Describe a recent, current, or upcoming project that you’re working on.
I am working on the Western Klamath Restoration Partnership and at the Redwood Experimental Forest, continuing with my field-based research, forestry and fuels plots, and linking that data to prescriptions and treatment strategies. Now the work has broadened to include increasing the resilience of forests and rural/tribal communities to the effects of climate.
Describe a professional or personal achievement that you are particularly proud of.
Being able to be the coordinating scientist for the Western Klamath Restoration Partnership (inland along the Mid Klamath River) and with the Redwood Experimental Forests (on the coast, near the ocean). My work directly supports tribes and fulfills aspects of the federal trust responsibility to those tribes.
Why do you think your field is important?
Wildland fire and climate affects our society. Learning from indigenous peoples allows us to develop management solutions and is part of the strategies to increase our adaptive capacity, as is learning to live with fire.
What are some of the greatest challenges confronting your field?
Unconscious bias of colonial society that unintentionally marginalizes indigenous communities. There is also a perception that underestimates or minimizes the value of working with American Indian tribes. Also for non-tribal people to value the utility of indigenous knowledge applications to research and management.
What are some of the most promising strategies being used by the Forest Service to address these challenges?
Greater inclusivity and diversity efforts, respecting cultural or indigenous knowledge systems, and promoting collaboration and shared stewardship.
How would you like the public to perceive the work we do at the Forest Service?
That working to fulfill tribal trust responsibilities is also of benefit to society and the public at large. We are all beneficiaries of creating the best available science, and utilizing indigenous knowledge improves land management as well as the stewardship of the resources derived from landscapes — resources that are necessary to sustain us.
Do you have any advice for someone wanting to serve their country as a Forest Service employee?
It can be rewarding and meaningful. Working for the agency allows you to see the effect of your work and how you can make a difference.

..........

**Given instruction:**
From the interview text, reproduce the passage that begins with the words "Unconscious bias of" and ends after the words "research and management.", substituting "belief" for "perception".

**Material provided:**
..........

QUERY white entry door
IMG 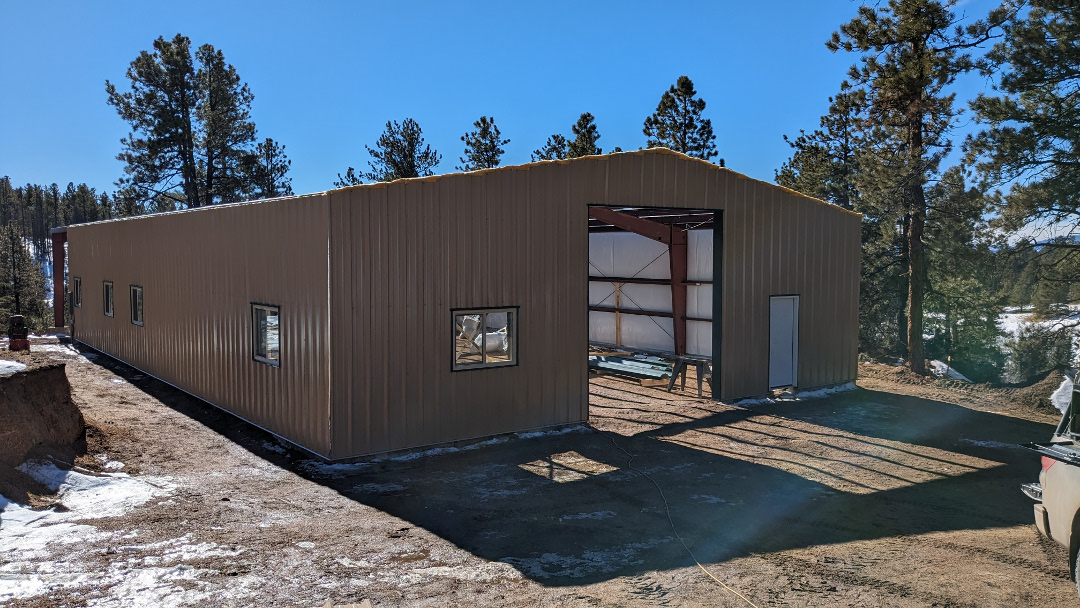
[769,296,799,389]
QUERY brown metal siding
[591,150,861,401]
[68,150,861,458]
[68,194,330,455]
[329,167,588,458]
[329,150,860,458]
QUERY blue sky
[0,0,991,193]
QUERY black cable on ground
[593,427,758,608]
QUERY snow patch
[558,511,615,522]
[1050,376,1072,414]
[731,382,859,407]
[930,359,971,382]
[690,494,727,504]
[30,343,90,363]
[0,462,177,606]
[960,437,1022,449]
[500,537,675,579]
[299,424,592,477]
[14,461,175,521]
[0,359,26,376]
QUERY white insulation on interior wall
[589,230,713,356]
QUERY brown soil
[0,353,1077,608]
[0,353,86,506]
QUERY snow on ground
[299,424,592,477]
[1050,374,1072,414]
[0,462,186,606]
[930,359,971,382]
[960,437,1024,449]
[998,305,1080,336]
[30,342,96,363]
[731,382,858,407]
[0,359,26,376]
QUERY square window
[131,285,143,327]
[252,303,281,367]
[102,281,112,316]
[450,307,517,371]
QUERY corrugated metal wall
[68,194,329,455]
[329,150,861,458]
[329,165,589,458]
[596,150,862,401]
[68,150,861,458]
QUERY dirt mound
[0,363,86,503]
[1003,370,1065,415]
[859,363,1064,415]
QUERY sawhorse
[667,356,713,397]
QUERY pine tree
[195,44,255,206]
[532,133,567,162]
[105,33,265,211]
[246,137,293,199]
[354,118,442,181]
[566,112,603,159]
[827,0,1007,374]
[105,33,202,206]
[642,76,723,165]
[0,225,50,330]
[334,166,364,188]
[455,117,510,171]
[777,92,866,210]
[967,0,1080,264]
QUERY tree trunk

..........

**Answer for the task:**
Unconscious bias of colonial society that unintentionally marginalizes indigenous communities. There is also a belief that underestimates or minimizes the value of working with American Indian tribes. Also for non-tribal people to value the utility of indigenous knowledge applications to research and management.